**Work to be completed:** Update every line of the items by replacing "service" with "API" and leaving everything else as it stands. Omit the pictures from your answer.

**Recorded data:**

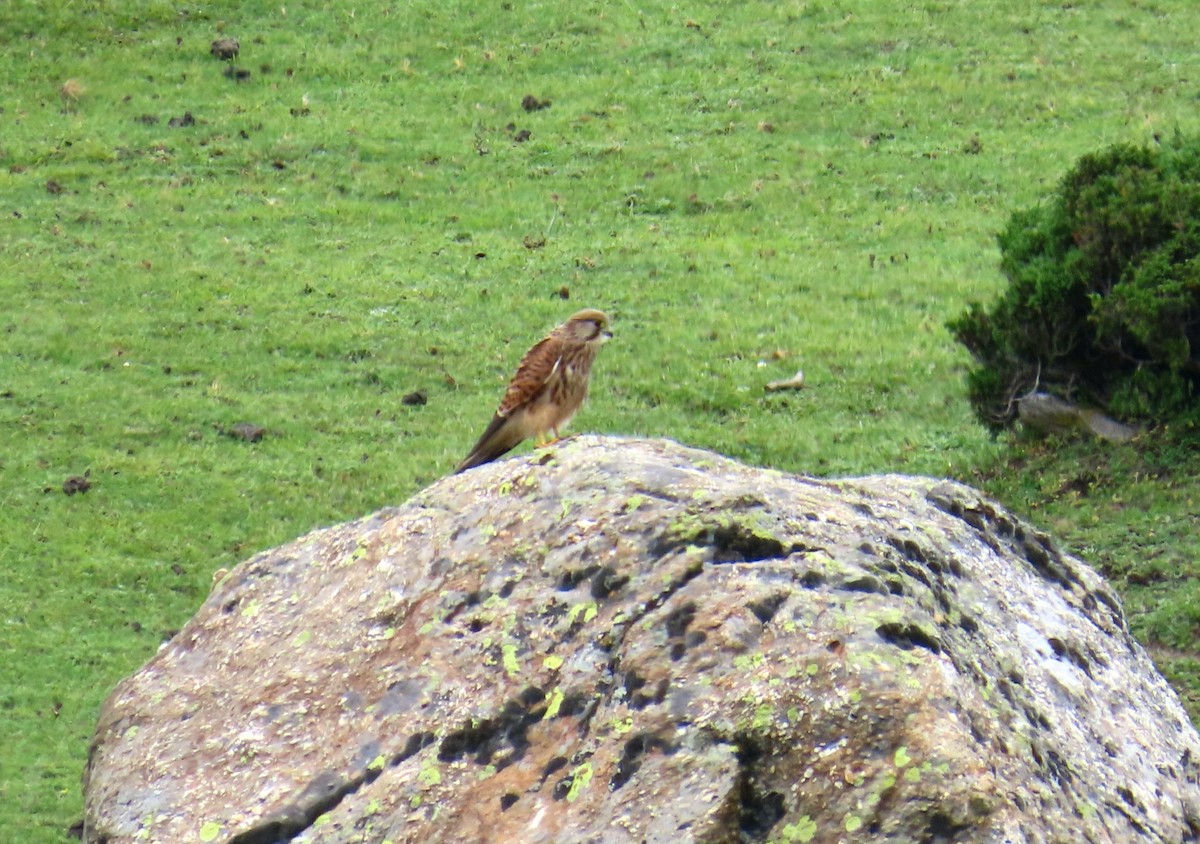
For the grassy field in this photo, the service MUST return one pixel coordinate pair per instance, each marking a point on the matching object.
(359, 207)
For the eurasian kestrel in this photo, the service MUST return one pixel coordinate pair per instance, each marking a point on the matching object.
(549, 387)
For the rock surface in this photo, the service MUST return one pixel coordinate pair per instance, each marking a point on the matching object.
(621, 640)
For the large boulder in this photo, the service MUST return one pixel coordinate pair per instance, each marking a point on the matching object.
(619, 640)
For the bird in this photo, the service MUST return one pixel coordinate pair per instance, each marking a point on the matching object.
(547, 389)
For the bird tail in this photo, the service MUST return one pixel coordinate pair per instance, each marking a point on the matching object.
(495, 443)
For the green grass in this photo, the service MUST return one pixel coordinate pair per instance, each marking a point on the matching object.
(749, 189)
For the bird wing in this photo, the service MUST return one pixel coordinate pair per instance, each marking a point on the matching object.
(534, 372)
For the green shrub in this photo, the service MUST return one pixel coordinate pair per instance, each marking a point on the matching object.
(1103, 304)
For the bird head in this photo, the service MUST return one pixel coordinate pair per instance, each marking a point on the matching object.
(588, 327)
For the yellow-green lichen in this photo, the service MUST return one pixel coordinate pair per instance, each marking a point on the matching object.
(509, 654)
(801, 832)
(553, 702)
(429, 776)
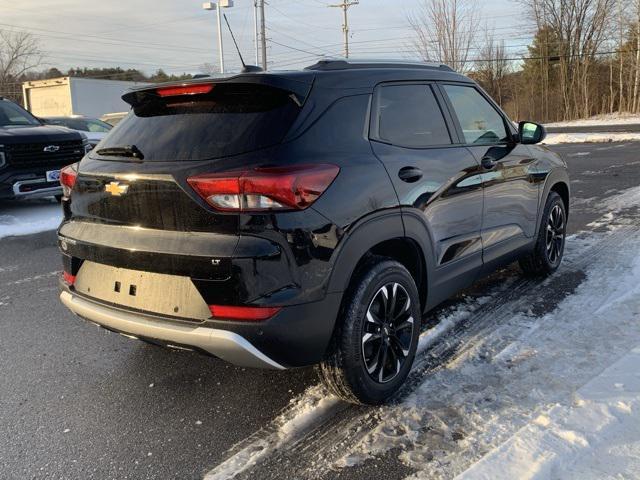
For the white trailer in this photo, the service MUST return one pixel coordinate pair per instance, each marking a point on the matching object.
(66, 96)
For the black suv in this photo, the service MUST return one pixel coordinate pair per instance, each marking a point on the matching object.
(311, 217)
(32, 154)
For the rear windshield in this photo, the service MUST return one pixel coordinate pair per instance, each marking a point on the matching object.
(229, 120)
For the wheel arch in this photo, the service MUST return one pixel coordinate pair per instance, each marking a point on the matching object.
(385, 235)
(557, 181)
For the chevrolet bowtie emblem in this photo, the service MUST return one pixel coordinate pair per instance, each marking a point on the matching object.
(115, 189)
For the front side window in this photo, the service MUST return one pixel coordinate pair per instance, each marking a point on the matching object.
(480, 122)
(409, 116)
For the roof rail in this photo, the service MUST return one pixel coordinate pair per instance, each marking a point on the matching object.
(349, 64)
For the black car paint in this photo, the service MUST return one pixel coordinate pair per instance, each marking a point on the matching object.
(19, 136)
(304, 260)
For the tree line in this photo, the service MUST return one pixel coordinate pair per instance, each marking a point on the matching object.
(583, 59)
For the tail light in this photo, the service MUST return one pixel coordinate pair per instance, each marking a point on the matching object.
(248, 314)
(68, 176)
(263, 189)
(184, 90)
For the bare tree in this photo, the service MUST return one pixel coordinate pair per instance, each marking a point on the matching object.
(19, 53)
(210, 68)
(446, 31)
(492, 67)
(580, 27)
(636, 80)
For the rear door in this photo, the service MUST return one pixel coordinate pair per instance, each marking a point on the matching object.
(435, 179)
(511, 193)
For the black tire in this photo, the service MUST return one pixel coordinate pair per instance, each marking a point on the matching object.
(359, 342)
(549, 249)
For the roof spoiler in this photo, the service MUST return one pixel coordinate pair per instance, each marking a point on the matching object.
(300, 85)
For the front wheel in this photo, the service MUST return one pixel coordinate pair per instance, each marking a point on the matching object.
(375, 341)
(549, 249)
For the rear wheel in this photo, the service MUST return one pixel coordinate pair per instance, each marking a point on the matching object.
(375, 342)
(547, 254)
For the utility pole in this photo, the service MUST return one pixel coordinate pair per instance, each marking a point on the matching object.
(345, 26)
(217, 7)
(263, 36)
(256, 40)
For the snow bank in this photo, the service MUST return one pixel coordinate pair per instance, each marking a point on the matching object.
(25, 218)
(596, 437)
(558, 138)
(608, 119)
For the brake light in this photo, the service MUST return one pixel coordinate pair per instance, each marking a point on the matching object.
(184, 90)
(68, 176)
(263, 189)
(249, 314)
(68, 278)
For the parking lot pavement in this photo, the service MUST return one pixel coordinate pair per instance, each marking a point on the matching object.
(79, 402)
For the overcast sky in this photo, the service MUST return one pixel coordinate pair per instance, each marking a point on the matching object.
(179, 36)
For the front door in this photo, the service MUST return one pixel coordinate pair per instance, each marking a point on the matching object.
(511, 194)
(435, 179)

**Result for this task:**
For the grassy field in this photo, the API MUST return one pixel coordinate pair per instance, each marking a point on the matching object.
(359, 207)
For the eurasian kestrel in this photo, the API MUST return one pixel coordinate pair per instance, each marking a point on the matching object.
(549, 387)
For the rock surface in this photo, the API MUST return one pixel coordinate pair per instance, each marking a point on the matching object.
(621, 640)
For the large boulder in this photo, the API MUST return one pixel coordinate pair per instance, each marking a point on the matching object.
(619, 640)
For the bird in this photo, the API MUST return one pixel coordinate pair per instance, each marking a point on the matching object.
(547, 389)
For the bird tail in this photo, the API MUST return one pixel coordinate pair per instance, each marking a point on the matching object.
(495, 443)
For the green grass in this photo, the API MUST return one pixel coordinate pair per instance, each marking a point on the matching object.
(749, 189)
For the bird wing in this photo, the API MUST return one pixel coordinate pair per instance, each marking a point on the matching object.
(534, 372)
For the green shrub in this photo, the API MUST return one pixel coordinate pair per instance, each marking a point on the matching object.
(1103, 304)
For the bird head in this photo, the API MUST return one pixel coordinate pair per instance, each marking a point on the matching object.
(588, 327)
For the yellow-green lichen in this photo, the API MUST return one pixel coordinate pair per instance, each marking a point on the matching object.
(509, 654)
(801, 832)
(553, 702)
(429, 776)
For the white trailer in this photo, the API MUST return one pixel coordinate pair per instance, each marking a point on the matching object.
(66, 96)
For the black suv in this photo, the API MUST return one pixel coordinate pair per instance, each marking a point on the matching object.
(311, 217)
(32, 154)
For the rear windshield in this photo, the API MUST return one pixel coordinate pair per instance, each marking a point on the matching object.
(229, 120)
For the wheel arch in this photo, the API MUST return one pixel coordinate pair per instance, each marking a point on the matching object.
(385, 235)
(557, 181)
For the chevrolet bowtie emblem in this photo, the API MUST return one pixel coordinate pair per instance, each marking a point on the matching object.
(115, 189)
For the front side window in this photo, the API MUST return one pixel coordinate pair per instance, each marking a point on the matching object.
(480, 122)
(409, 116)
For the roof rail in this photo, the API MUST return one pixel coordinate pair per instance, each marking a point on the matching object.
(349, 64)
For the black car paint in this photo, the API MUST return one pixel coordinate pair per instance, each marking a point on the matching object.
(19, 136)
(304, 260)
For the tree line in this photo, the API MUST return one pixel coordinate pair per instance, each marking a point on the matching object.
(583, 59)
For the tail light in this photo, the API MUST return one pixel coordinate pair per instance, each marking a point on the matching object.
(248, 314)
(68, 176)
(263, 189)
(184, 90)
For the bare tree in this photo, the API MUST return one pixel coordinate pair per instance, each marking a point on the matching object.
(19, 53)
(210, 68)
(446, 31)
(492, 67)
(580, 27)
(636, 80)
For the rear door in this photo, the API MUST return one pixel coordinate pair per instance, each marking a point on the matching object.
(435, 179)
(511, 193)
For the black tire in this photo, the API MUST return one pixel coordinate pair per instance, each marking a point on the matching object.
(359, 342)
(549, 249)
For the roof spoiler in this photo, the API MUST return one pixel coordinate pair per instance, each marking a point on the matching object.
(300, 85)
For the front wheel in this photo, the API MUST return one pixel coordinate pair per instance, each marking a point on the matching object.
(375, 341)
(549, 249)
For the rear wheel in this photo, the API MUST return one pixel coordinate pair per instance, each marking a point on the matching object.
(375, 342)
(547, 254)
For the utility pole in this photo, the API MUST return one pixel coordinate pair per instance, each marking a point on the matching object.
(345, 26)
(217, 7)
(263, 36)
(256, 40)
For the snow bank in this photo, the API MUST return one pixel coordinate pair per instance, each marking a point on the matching object.
(25, 218)
(596, 437)
(558, 138)
(608, 119)
For the brake light in this photo, the API MUST return one pixel coordinate pair per instance, each marking a point on the matching object.
(184, 90)
(68, 176)
(263, 189)
(249, 314)
(68, 278)
For the parking lot pavement in this photo, the API MUST return one pixel coordinate pair per instance, each marking a point on the matching object.
(79, 402)
For the overcast sky in this photo, the API MUST return one pixel coordinate pair per instance, each marking a point on the matching object.
(179, 36)
For the front door in this photo, the API MUST return one pixel coordinate pair per instance, each marking a point on the matching object.
(511, 194)
(435, 179)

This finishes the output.